_What you need to do_.
The line containing "Would you be able to point at the car" opens the span to copy, and the last line of the records below closes it. Write out that span exactly.

_The data_.

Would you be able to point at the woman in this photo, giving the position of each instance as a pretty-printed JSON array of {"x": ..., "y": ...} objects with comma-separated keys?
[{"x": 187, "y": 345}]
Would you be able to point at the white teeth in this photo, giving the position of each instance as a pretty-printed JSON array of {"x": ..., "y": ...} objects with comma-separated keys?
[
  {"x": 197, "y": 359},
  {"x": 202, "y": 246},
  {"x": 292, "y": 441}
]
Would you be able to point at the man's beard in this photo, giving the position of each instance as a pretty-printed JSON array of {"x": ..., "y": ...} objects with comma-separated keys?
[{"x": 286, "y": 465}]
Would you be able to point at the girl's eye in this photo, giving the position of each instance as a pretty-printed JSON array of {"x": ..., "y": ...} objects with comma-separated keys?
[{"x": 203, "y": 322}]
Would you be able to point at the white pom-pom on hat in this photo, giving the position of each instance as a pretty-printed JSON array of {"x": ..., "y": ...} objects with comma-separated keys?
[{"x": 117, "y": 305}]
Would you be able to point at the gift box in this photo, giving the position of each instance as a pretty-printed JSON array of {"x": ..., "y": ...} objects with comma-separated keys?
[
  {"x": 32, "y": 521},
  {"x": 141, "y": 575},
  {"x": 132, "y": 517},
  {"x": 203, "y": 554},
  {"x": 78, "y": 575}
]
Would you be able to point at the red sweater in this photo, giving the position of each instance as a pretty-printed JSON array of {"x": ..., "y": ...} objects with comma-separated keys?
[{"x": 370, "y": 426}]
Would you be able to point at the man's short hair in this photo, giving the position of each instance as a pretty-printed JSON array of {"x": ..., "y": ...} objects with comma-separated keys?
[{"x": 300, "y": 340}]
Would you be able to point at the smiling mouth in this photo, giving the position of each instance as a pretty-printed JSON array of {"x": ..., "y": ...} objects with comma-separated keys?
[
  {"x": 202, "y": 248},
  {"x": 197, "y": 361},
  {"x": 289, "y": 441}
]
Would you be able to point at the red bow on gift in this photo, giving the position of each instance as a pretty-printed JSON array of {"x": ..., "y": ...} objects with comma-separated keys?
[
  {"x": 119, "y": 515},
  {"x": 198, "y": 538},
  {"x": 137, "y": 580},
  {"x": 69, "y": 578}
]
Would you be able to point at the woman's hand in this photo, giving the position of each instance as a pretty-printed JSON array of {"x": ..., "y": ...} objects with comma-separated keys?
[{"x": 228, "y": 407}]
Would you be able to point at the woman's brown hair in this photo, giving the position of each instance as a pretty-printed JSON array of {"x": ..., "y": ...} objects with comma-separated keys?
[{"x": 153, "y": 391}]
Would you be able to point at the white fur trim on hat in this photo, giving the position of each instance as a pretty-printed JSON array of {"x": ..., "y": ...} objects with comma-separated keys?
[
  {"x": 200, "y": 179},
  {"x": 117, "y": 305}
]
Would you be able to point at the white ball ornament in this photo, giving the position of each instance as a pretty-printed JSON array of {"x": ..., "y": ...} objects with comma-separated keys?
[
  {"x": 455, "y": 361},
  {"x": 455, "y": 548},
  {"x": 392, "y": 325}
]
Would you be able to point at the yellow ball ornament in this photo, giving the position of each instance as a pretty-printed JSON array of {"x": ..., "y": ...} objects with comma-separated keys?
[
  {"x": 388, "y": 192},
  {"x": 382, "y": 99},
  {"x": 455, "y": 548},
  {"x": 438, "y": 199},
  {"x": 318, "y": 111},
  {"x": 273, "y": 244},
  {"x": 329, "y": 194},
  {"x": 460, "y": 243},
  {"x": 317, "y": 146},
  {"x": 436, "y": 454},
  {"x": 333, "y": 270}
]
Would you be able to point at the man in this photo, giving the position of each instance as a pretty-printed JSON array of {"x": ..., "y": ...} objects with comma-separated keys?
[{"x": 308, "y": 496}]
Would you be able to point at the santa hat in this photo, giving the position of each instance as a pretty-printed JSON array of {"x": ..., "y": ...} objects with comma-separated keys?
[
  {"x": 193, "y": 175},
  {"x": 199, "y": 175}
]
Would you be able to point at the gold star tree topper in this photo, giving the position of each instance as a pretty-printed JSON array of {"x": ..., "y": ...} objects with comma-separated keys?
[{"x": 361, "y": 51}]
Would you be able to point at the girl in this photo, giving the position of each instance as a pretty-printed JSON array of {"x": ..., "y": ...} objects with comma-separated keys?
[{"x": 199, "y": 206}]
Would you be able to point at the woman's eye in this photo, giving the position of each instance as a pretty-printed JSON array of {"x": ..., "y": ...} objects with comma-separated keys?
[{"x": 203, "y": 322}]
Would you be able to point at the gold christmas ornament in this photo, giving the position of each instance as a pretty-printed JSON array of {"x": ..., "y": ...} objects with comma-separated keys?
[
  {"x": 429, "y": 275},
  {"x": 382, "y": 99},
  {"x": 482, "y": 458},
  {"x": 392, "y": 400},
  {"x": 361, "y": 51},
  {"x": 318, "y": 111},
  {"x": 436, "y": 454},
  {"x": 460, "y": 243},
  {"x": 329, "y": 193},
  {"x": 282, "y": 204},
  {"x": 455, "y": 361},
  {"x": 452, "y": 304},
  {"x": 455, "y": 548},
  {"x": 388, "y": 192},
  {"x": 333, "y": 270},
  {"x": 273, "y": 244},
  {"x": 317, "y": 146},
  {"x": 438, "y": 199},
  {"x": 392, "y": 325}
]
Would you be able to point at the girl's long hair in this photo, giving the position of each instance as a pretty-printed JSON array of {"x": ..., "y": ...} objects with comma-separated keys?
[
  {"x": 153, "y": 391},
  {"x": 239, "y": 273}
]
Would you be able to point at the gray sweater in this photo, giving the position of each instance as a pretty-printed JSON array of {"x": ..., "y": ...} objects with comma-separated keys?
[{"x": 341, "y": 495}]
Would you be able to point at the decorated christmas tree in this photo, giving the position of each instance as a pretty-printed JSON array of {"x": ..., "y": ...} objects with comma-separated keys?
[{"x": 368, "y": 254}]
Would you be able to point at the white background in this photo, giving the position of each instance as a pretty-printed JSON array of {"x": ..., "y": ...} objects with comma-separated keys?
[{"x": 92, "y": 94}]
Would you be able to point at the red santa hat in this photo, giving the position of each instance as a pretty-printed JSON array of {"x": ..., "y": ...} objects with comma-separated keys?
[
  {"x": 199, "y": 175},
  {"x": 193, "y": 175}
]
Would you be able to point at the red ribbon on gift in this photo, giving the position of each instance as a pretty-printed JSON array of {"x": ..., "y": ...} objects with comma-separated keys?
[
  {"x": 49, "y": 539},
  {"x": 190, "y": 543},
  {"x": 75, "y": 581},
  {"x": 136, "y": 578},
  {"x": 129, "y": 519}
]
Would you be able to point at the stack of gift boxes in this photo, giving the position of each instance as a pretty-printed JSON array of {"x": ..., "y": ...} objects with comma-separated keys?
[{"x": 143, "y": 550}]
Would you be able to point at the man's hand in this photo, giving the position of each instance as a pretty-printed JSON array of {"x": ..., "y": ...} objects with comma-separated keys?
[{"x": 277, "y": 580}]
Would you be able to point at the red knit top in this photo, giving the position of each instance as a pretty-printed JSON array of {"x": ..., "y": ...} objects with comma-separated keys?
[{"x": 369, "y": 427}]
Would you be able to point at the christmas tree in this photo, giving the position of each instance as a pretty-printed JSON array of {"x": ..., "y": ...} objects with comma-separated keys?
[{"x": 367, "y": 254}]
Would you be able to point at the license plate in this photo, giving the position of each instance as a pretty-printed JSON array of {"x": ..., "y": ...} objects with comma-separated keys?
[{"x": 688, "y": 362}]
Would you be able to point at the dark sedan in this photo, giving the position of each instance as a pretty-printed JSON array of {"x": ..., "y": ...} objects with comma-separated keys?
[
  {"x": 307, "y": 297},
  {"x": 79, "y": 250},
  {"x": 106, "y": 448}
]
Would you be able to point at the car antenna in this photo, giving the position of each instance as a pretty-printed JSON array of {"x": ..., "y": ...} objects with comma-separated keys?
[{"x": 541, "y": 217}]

_Answer_.
Would you be able to point at the car antenna in this photo, giving the position of each instance as a pretty-printed JSON array of {"x": ..., "y": ...} objects with comma-separated keys?
[{"x": 541, "y": 217}]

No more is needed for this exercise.